FRAGMENT TEKSTU:
Nowe zjawisko - marketing sensoryczny

O marketingu sensorycznym, sprzedaży mydła i powidła z psychologiem Rafałem Ohme rozmawia Monika Janusz–Lorkowska

Publikacja: 21.01.2011 03:05

Nowe zjawisko - marketing sensoryczny

Foto: Getty Images

[b]Rz: Czy marketing sensoryczny to wciąż wizja, utopia czy już praktyka?[/b]

Prof. Rafał Ohme: Jeszcze niedawno było to marzenie w połączeniu z utopią. Teraz to już całkiem realna wizja, choć jeszcze nie praktyka. Chyba że mówimy o wyjątkach.

[b]O nich właśnie chciałabym porozmawiać.[/b]

A o marketingu sensorycznym nie?

[b]Też. Tylko że gdy próbuję to zjawisko zdefiniować, mam wrażenie, że istnieje od dawna. Jeśli weźmie się pod uwagę wzrok i słuch – to reklamy atakujące te zmysły już są. Kiedy więc mamy do czynienia z marketingiem sensorycznym? Gdy angażujemy wszystkich pięć zmysłów?[/b]

Wtedy bez wątpienia. Marketingiem sensorycznym XXI wieku będzie wszystko to, co w drodze po klienta wykracza poza zmysły wykorzystywane w handlu standardowo, a więc poza słuch i wzrok. Myślę o wykorzystywaniu tych wrażeń, których dostarczają dotyk, zapach i smak. Dopiero ich obecność przy promocji produktu czy usługi kwalifikuje do mówienia o marketingu sensorycznym. Dzisiaj najsilniej rozwijającą się gałęzią są działania nastawione na zmysł węchu.

Fragmenty danych z adnotacjami punktowymi:
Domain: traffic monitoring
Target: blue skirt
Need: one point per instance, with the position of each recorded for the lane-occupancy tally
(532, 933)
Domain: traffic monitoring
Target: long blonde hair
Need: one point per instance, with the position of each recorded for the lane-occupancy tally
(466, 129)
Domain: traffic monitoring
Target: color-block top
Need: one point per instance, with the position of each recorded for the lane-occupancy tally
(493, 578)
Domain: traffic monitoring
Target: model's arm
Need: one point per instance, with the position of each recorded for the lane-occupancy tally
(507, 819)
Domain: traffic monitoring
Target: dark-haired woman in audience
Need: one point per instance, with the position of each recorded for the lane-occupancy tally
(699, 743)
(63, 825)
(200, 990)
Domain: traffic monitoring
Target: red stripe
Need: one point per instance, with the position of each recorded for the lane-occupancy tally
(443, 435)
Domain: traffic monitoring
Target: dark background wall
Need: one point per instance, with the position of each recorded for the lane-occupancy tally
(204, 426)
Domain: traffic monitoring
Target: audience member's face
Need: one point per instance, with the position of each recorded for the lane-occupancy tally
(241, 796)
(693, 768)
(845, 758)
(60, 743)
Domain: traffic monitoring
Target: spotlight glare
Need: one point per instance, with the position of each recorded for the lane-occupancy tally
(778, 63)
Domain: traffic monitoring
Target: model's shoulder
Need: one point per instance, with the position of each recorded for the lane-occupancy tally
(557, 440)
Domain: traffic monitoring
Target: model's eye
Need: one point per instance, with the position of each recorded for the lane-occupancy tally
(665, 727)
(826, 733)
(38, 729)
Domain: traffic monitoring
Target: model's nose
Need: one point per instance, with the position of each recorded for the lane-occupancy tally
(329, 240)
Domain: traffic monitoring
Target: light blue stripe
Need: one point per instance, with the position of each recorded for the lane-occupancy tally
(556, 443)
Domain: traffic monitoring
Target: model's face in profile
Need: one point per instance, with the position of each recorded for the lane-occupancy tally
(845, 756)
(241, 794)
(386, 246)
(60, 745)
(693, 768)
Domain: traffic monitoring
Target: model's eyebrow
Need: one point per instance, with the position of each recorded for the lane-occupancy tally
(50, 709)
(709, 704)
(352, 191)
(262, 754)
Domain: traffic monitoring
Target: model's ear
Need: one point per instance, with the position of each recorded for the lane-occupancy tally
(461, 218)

KRÓTKIE ZADANIE: Skopiuj z wywiadu o marketingu sensorycznym fragment od „Prof. Rafał Ohme: Jeszcze” do „marketingu sensorycznym nie?”.

WYNIK ZADANIA:
Prof. Rafał Ohme: Jeszcze niedawno było to marzenie w połączeniu z utopią. Teraz to już całkiem realna wizja, choć jeszcze nie praktyka. Chyba że mówimy o wyjątkach.

[b]O nich właśnie chciałabym porozmawiać.[/b]

A o marketingu sensorycznym nie?